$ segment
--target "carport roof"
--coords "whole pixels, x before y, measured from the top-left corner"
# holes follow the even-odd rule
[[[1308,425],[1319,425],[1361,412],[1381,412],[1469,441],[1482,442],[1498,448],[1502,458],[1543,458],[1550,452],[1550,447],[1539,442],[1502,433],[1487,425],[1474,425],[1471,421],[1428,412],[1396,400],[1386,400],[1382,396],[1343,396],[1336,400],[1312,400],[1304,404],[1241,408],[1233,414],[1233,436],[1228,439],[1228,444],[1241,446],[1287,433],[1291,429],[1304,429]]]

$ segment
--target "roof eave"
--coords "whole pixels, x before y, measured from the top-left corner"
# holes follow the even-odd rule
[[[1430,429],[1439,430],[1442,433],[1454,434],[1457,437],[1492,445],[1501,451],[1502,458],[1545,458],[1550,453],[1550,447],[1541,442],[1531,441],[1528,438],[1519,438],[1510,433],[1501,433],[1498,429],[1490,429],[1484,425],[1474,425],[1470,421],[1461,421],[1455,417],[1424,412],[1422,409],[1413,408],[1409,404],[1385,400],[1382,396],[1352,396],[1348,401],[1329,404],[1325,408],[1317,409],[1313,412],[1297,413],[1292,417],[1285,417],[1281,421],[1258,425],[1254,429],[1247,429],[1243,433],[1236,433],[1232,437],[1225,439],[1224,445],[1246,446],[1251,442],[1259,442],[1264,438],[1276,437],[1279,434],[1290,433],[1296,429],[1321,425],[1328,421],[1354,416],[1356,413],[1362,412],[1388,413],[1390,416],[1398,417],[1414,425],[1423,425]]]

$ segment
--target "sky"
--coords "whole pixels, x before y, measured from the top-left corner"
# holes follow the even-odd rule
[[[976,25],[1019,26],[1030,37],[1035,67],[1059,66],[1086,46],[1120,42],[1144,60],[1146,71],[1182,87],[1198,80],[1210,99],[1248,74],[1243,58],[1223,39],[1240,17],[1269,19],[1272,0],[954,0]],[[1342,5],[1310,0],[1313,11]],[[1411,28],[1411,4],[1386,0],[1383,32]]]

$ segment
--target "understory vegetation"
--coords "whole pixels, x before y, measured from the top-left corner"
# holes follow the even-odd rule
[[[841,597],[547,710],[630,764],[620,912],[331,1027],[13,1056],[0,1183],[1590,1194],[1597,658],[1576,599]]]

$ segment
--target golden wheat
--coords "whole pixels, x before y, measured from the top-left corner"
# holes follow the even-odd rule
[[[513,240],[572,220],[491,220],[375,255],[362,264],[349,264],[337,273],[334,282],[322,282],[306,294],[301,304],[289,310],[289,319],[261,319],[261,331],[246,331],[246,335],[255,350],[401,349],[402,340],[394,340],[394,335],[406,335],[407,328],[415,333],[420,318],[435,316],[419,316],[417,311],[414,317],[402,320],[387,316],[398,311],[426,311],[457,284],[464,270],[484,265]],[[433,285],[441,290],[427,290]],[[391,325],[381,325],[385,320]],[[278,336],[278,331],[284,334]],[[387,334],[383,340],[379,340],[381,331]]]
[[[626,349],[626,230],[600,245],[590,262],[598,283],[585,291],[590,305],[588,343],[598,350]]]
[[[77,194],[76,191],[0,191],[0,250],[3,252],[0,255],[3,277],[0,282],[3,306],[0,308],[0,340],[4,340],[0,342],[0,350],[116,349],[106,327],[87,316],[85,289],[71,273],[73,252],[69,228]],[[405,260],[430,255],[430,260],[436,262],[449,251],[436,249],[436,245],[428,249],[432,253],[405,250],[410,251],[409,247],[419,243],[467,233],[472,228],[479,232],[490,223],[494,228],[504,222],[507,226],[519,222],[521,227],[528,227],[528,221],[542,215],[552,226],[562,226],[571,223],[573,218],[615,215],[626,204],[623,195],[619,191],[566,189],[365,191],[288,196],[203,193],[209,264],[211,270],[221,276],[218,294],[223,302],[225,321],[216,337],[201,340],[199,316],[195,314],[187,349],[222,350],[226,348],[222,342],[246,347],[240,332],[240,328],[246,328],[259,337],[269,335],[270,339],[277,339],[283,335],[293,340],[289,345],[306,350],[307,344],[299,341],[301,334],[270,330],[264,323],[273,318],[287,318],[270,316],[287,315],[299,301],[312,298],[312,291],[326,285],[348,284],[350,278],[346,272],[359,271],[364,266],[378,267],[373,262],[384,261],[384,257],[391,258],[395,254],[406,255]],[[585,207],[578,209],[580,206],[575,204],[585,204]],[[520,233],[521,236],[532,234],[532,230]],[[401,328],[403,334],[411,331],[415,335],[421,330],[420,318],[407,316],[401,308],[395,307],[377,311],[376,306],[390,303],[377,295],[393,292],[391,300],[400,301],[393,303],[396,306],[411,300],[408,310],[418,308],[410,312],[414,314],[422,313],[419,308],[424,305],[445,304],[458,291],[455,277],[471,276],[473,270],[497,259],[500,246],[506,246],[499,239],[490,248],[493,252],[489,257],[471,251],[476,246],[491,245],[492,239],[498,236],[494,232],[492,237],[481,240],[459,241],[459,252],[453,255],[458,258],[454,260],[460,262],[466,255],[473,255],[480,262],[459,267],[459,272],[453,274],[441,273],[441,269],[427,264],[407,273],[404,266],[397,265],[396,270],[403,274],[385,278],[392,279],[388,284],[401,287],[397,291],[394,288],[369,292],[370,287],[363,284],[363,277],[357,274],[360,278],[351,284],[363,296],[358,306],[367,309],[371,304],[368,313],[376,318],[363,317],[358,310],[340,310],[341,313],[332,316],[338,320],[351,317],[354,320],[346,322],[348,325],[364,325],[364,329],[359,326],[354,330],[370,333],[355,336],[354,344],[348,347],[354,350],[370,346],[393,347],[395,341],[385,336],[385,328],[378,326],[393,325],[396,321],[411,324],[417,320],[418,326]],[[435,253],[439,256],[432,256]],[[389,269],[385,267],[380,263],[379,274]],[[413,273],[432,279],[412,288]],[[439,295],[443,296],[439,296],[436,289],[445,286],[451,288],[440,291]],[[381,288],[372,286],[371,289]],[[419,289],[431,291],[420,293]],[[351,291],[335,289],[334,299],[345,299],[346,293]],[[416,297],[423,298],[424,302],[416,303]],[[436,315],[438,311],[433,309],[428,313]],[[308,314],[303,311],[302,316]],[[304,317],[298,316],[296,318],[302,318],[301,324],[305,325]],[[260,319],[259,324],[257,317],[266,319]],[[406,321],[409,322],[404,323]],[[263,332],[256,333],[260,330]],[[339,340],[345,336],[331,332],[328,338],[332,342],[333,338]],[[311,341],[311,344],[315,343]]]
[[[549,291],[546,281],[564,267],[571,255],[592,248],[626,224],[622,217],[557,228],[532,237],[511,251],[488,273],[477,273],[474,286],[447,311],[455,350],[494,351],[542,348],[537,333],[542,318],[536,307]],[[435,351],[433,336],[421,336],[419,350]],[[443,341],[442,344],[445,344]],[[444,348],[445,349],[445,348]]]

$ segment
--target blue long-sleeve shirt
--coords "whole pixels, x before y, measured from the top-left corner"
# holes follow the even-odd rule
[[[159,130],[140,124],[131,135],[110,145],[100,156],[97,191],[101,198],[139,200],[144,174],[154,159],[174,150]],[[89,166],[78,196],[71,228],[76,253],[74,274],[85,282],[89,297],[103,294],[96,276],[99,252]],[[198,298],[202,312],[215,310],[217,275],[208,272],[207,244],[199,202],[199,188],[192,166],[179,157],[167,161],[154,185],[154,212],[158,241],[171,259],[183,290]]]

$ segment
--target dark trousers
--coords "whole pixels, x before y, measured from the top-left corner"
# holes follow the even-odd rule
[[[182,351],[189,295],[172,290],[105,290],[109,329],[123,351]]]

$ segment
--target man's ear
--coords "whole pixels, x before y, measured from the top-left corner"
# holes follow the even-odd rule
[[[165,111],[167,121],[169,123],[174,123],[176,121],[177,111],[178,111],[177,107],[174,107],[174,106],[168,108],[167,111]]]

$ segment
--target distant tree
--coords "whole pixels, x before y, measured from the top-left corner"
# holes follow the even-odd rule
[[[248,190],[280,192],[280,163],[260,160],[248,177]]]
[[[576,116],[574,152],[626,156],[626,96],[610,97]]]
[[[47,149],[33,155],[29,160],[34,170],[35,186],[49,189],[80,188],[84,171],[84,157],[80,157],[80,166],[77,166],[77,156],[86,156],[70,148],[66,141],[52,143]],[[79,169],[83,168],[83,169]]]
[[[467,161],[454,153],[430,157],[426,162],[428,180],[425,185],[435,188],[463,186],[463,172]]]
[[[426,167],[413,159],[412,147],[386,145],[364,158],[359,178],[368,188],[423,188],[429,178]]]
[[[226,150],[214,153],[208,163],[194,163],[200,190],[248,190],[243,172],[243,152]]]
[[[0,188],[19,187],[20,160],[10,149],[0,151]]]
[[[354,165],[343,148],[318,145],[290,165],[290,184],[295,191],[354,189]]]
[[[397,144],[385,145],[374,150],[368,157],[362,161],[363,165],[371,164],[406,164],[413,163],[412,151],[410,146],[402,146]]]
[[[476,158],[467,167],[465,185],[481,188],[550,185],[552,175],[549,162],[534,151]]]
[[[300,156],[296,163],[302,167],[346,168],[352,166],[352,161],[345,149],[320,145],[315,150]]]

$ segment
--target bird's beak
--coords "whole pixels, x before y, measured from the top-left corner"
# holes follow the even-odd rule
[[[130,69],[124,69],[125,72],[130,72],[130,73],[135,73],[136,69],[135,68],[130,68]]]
------------
### Exercise objective
Look through the entries above. Copy out every line holding the word "roof".

### Your response
--target "carport roof"
--target "roof eave"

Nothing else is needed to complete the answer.